[DATA SHOWN]
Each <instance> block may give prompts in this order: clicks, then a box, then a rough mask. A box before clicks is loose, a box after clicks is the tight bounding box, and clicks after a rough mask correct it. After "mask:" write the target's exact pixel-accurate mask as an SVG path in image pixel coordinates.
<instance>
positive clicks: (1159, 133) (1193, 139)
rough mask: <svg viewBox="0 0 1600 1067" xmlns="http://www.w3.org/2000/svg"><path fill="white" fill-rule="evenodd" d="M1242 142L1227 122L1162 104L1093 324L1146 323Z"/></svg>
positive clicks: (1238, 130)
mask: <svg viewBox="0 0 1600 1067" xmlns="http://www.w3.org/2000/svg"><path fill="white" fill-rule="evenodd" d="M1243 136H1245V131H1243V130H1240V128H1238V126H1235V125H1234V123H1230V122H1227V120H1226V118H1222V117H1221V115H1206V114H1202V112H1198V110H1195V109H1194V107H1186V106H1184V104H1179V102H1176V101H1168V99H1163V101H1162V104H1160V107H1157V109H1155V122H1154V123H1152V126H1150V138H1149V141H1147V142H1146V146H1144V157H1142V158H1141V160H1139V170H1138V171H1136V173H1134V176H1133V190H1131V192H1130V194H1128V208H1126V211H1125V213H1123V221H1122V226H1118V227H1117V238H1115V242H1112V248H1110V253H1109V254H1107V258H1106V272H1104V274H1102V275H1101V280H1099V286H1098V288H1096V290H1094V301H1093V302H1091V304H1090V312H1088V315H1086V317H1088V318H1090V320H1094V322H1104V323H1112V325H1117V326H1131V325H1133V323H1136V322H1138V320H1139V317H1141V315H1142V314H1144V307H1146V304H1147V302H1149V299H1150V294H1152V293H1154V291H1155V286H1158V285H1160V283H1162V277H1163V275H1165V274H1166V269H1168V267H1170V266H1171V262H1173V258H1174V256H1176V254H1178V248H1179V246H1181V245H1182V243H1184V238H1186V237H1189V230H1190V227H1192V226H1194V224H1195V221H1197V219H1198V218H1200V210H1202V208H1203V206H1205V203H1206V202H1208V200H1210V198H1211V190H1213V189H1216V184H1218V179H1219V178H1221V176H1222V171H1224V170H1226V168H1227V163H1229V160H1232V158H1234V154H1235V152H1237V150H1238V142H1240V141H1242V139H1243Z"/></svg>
[/DATA SHOWN]
Every record shown above should be written out again exactly.

ANSWER SPACE ▸
Each <instance> block may give prompts in this order: clicks, then a box, then a rough mask. A box before clicks is loose, a box after clicks is the tight bounding box, and clicks after a rough mask correct it. After "mask:" write the target's exact pixel-accurate mask as an SVG path in image pixel coordinates.
<instance>
positive clicks: (1159, 133) (1193, 139)
rough mask: <svg viewBox="0 0 1600 1067" xmlns="http://www.w3.org/2000/svg"><path fill="white" fill-rule="evenodd" d="M1242 142L1227 122L1162 104L1093 324L1146 323Z"/></svg>
positive clicks: (1238, 130)
mask: <svg viewBox="0 0 1600 1067" xmlns="http://www.w3.org/2000/svg"><path fill="white" fill-rule="evenodd" d="M1243 136H1245V131H1243V130H1240V128H1238V126H1235V125H1234V123H1230V122H1227V120H1226V118H1222V117H1221V115H1206V114H1202V112H1198V110H1195V109H1194V107H1186V106H1184V104H1179V102H1176V101H1168V99H1163V101H1162V104H1160V107H1157V109H1155V122H1154V123H1152V126H1150V138H1149V141H1147V142H1146V146H1144V157H1142V158H1141V160H1139V170H1138V171H1136V173H1134V176H1133V190H1131V192H1130V194H1128V208H1126V211H1125V213H1123V221H1122V226H1118V227H1117V238H1115V242H1112V248H1110V253H1109V254H1107V258H1106V272H1104V274H1102V275H1101V280H1099V286H1098V288H1096V290H1094V301H1093V302H1091V304H1090V312H1088V315H1086V317H1088V318H1090V320H1094V322H1104V323H1112V325H1117V326H1131V325H1133V323H1136V322H1138V320H1139V317H1141V315H1142V314H1144V307H1146V304H1147V302H1149V299H1150V294H1152V293H1154V291H1155V286H1158V285H1160V283H1162V277H1163V275H1165V274H1166V269H1168V267H1170V266H1171V262H1173V258H1174V256H1176V254H1178V248H1179V246H1181V245H1182V243H1184V238H1186V237H1189V230H1190V227H1192V226H1194V224H1195V221H1197V219H1198V218H1200V210H1202V208H1203V206H1205V203H1206V202H1208V200H1210V198H1211V190H1213V189H1216V184H1218V179H1219V178H1221V176H1222V171H1224V170H1226V168H1227V163H1229V160H1232V158H1234V154H1235V152H1237V150H1238V142H1240V141H1242V139H1243Z"/></svg>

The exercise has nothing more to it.